• [SUPPLIED TEXT]
--------------------------------
Recording-2025-03-06T20:29:40.920Z

Secondary Structure of Proteins

• Secondary structure refers to the localized folding patterns of a polypeptide chain due to hydrogen bonding.

  • Common types include alpha helices and beta sheets.

X-ray Crystallography

• X-ray crystallography is a technique used to determine protein structure through a five-step process:

  1. Protein Preparation: Must obtain a sufficient amount of pure protein.

  2. Crystal Formation: Incubate the pure protein in hundreds of conditions to encourage crystallization.

     • Crystals are compared to gummy bears, containing water.

  3. X-ray Exposure: The crystal is exposed to an X-ray beam, causing the rays to deflect off the electron cloud of the protein.

  4. Detection: Rays that bounce are detected, creating a diffraction pattern.

     • This pattern enhances certain signals while others are canceled out.

  5. Electron Density Map: Convert the diffraction pattern into an electron density map, allowing the fitting of amino acid sequences to determine the protein's structure.

Nuclear Magnetic Resonance (NMR) Spectroscopy

• NMR spectroscopy is a technique that analyzes protein structure in solution rather than crystals, offering a different perspective:

  • Complexity: More complicated than X-ray crystallography.

  • Size Limitations: Currently, NMR typically analyzes proteins up to 100 kilodal tons.

  • Information Provided: NMR provides distances between atomic nuclei, offering insights into the molecular environment and structural constraints within the protein.

  • Mechanism: Involves applying electromagnetic radiation to induce energy transitions in nuclei, aligning them with an external magnetic field. When they return to baseline, they emit signals that indicate distances between hydrogen atoms.
--------------------------------
• [EXERCISES]
1. Copy the protein structure notes from "1. Protein Preparation: Must" up to and including "are canceled out.".
2. Summarize the protein structure notes in two sentences.
3. According to the protein structure notes, what must be obtained in the protein preparation step of X-ray crystallography?
The material after this point comes from a separate source unrelated to the protein structure notes.

• [INFORMATION PROVIDED]
--------------------------------
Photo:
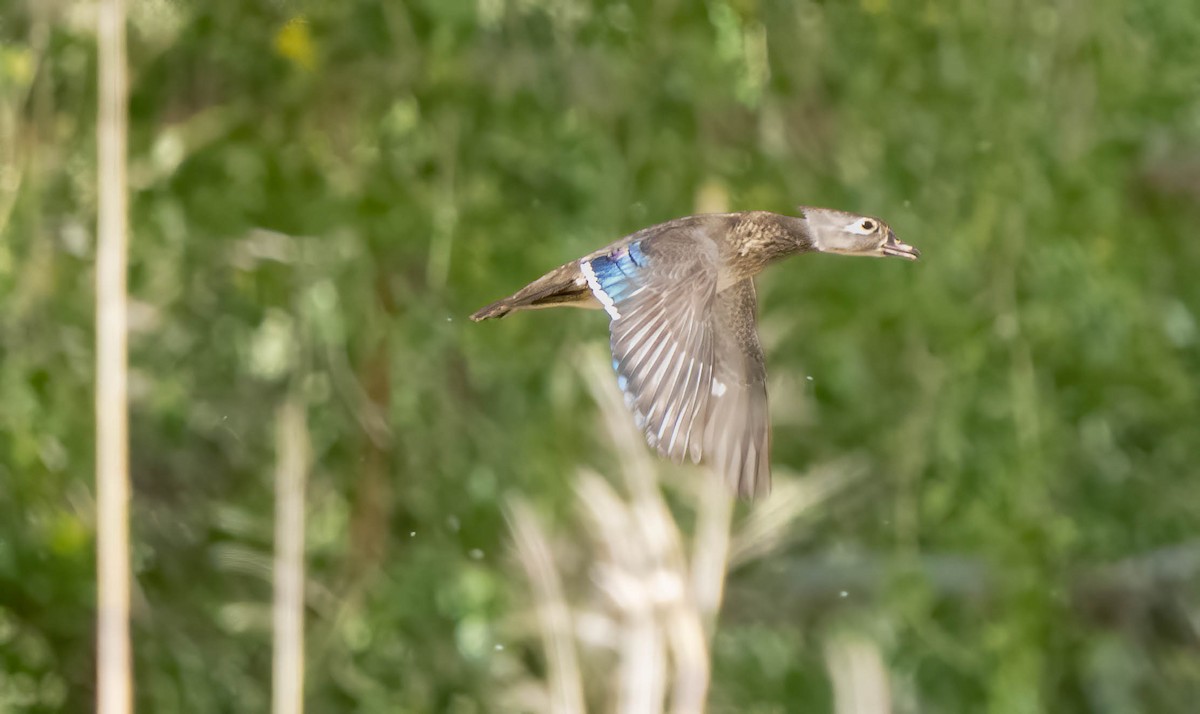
--------------------------------
• [WRITTEN RESPONSES]
1.
1. Protein Preparation: Must obtain a sufficient amount of pure protein.

  2. Crystal Formation: Incubate the pure protein in hundreds of conditions to encourage crystallization.

     • Crystals are compared to gummy bears, containing water.

  3. X-ray Exposure: The crystal is exposed to an X-ray beam, causing the rays to deflect off the electron cloud of the protein.

  4. Detection: Rays that bounce are detected, creating a diffraction pattern.

     • This pattern enhances certain signals while others are canceled out.

2. Secondary structure is the localized folding of a polypeptide chain due to hydrogen bonding, and alpha helices and beta sheets are common types. X-ray crystallography determines protein structure in five steps, from protein preparation and crystal formation through X-ray exposure and detection to an electron density map, while NMR spectroscopy is a more complicated technique that studies proteins in solution and provides distances between atomic nuclei.

3. A sufficient amount of pure protein.